(SET EXERCISE A)
Return every line of the records below that contains the word "ceramic".

(PAGE TEXT)
• • • •

# Amtrak serving every state capital



## railgeekteen (Sep 18, 2020)

Let's say that Amtrak received a mandate to serve every state capital on the lower 48, what routes would you propose to accomplish this goal?


----------



## PVD (Sep 18, 2020)

It might be a fun exercise, but some would be fantasy, like Dover, DE and Annapolis, MD or some of the midwest and plains... Problem is, some State Capitals have great historic significance, but may not hold the economic power or population that makes it worthwhile. Track access could be a real issue. But as I said, could bed fun to kick it around.


----------



## railgeekteen (Sep 18, 2020)

PVD said:


> It might be a fun exercise, but some would be fantasy, like Dover, DE and Annapolis, MD or some of the midwest and plains... Problem is, some State Capitals have great historic significance, but may not hold the economic power or population that makes it worthwhile. Track access could be a real issue. But as I said, could bed fun to kick it around.


Dover DE has tracks through it. Most capitals do, except Annapolis.


----------



## PVD (Sep 18, 2020)

Tracks and track access are not the same (sadly) Also, the cost of and the willingness of the controlling RR can make it impractical. But like I said, it could be a fun exercise.


----------



## ehbowen (Sep 18, 2020)

How about that we amend that to serving the largest population center in every state, or the largest two population centers if both are over 1M in the Metropolitan Statistical Area?


----------



## WWW (Sep 19, 2020)

The Empire Builder could go through Madison WI - BUT presently it is a motor coach connection !

What would be the sense of having a railroad stop presence in a state capitol that has only seen better days with a covered wagon ?

Build it and they will come only to abandon it in favor of that SUV form of transportation.
The complexity of restoring rail service on previous routes or eminent domain to establish such service.
What time of the day or night would this service actually function for the traveling public consumer ?

• • • •

(DATA IN THIS EXERCISE)
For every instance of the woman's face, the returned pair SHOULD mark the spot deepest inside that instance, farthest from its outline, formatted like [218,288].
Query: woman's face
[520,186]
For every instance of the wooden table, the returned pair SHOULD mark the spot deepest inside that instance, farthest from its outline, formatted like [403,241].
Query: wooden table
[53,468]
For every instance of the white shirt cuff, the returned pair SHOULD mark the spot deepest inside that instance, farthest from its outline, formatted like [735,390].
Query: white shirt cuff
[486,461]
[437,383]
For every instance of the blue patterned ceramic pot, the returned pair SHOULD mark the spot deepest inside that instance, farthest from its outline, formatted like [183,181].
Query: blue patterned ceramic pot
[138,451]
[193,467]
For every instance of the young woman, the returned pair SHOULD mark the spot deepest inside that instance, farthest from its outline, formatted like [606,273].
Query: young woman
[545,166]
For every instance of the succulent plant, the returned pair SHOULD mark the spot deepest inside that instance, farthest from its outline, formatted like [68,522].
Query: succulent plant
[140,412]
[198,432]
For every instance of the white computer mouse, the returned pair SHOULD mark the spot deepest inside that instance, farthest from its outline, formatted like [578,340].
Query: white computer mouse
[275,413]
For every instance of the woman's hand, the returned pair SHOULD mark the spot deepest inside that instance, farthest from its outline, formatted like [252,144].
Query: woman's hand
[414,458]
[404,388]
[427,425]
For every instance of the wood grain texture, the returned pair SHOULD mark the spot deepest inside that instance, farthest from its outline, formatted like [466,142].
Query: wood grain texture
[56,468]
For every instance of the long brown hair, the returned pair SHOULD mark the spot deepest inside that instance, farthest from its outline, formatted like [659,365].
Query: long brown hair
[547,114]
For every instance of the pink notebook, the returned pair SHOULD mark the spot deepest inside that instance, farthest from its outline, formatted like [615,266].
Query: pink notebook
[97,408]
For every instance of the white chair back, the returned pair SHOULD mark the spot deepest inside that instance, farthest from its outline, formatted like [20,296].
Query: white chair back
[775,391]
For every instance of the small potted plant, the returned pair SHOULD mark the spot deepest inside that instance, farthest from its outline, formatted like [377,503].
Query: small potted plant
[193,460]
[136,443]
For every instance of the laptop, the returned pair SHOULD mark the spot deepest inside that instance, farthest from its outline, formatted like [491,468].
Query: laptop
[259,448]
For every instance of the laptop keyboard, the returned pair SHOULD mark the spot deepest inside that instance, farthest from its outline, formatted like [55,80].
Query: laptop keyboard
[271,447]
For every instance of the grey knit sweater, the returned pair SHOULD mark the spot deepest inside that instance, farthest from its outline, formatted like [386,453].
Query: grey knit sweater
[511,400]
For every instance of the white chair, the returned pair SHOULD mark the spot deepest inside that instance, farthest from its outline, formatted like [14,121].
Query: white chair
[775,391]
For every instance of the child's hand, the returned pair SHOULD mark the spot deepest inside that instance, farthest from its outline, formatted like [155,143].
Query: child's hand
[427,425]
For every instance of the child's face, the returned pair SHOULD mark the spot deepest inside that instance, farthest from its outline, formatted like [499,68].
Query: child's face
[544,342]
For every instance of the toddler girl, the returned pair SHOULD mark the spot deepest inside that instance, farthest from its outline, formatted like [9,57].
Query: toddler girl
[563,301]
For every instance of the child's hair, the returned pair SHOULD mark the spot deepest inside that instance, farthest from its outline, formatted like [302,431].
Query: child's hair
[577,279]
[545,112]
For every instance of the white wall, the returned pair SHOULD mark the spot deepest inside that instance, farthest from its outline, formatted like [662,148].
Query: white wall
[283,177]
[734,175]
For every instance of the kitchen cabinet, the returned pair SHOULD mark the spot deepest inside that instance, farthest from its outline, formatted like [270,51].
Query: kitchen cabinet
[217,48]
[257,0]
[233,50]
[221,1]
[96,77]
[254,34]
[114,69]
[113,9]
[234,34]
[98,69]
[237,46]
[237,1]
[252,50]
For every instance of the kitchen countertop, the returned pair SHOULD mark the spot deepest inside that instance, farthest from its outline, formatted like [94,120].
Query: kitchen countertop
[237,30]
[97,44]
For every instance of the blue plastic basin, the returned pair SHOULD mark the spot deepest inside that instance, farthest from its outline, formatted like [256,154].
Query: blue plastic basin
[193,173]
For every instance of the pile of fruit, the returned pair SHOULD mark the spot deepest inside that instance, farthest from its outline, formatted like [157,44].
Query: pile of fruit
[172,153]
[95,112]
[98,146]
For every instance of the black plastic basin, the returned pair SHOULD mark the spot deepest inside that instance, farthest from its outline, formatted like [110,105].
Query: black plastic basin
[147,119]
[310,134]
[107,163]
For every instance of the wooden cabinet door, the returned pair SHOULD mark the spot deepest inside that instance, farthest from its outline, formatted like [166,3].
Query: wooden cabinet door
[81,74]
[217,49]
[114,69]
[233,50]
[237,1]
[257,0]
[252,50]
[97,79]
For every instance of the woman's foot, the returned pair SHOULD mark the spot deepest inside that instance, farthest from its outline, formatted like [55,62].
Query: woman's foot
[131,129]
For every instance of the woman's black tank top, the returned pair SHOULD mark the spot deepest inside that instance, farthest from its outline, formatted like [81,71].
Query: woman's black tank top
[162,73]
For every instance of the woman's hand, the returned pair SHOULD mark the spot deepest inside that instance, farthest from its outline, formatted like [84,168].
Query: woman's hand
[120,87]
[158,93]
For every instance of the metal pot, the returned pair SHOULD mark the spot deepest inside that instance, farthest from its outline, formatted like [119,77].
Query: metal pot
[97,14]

• • • •

(SET EXERCISE B)
Summarize the Amtrak thread above in three sentences.

(COMPLETE OUTPUT A)
For every instance of the blue patterned ceramic pot, the returned pair SHOULD mark the spot deepest inside that instance, farthest from its outline, formatted like [183,181].
Query: blue patterned ceramic pot

(COMPLETE OUTPUT B)
A poster asks what routes Amtrak would propose if it had a mandate to serve every state capital in the lower 48, and a reply calls some of these, like Dover and Annapolis, fantasy because some capitals lack the economic power or population to make service worthwhile and track access could be an issue. The original poster answers that Dover has tracks and most capitals do except Annapolis, but the reply notes that tracks and track access are not the same and that the cost and the willingness of the controlling railroad can make service impractical. Another participant suggests serving the largest population center in each state instead, and a last one says the Empire Builder could go through Madison but questions the sense of a stop in a capital that has only seen better days.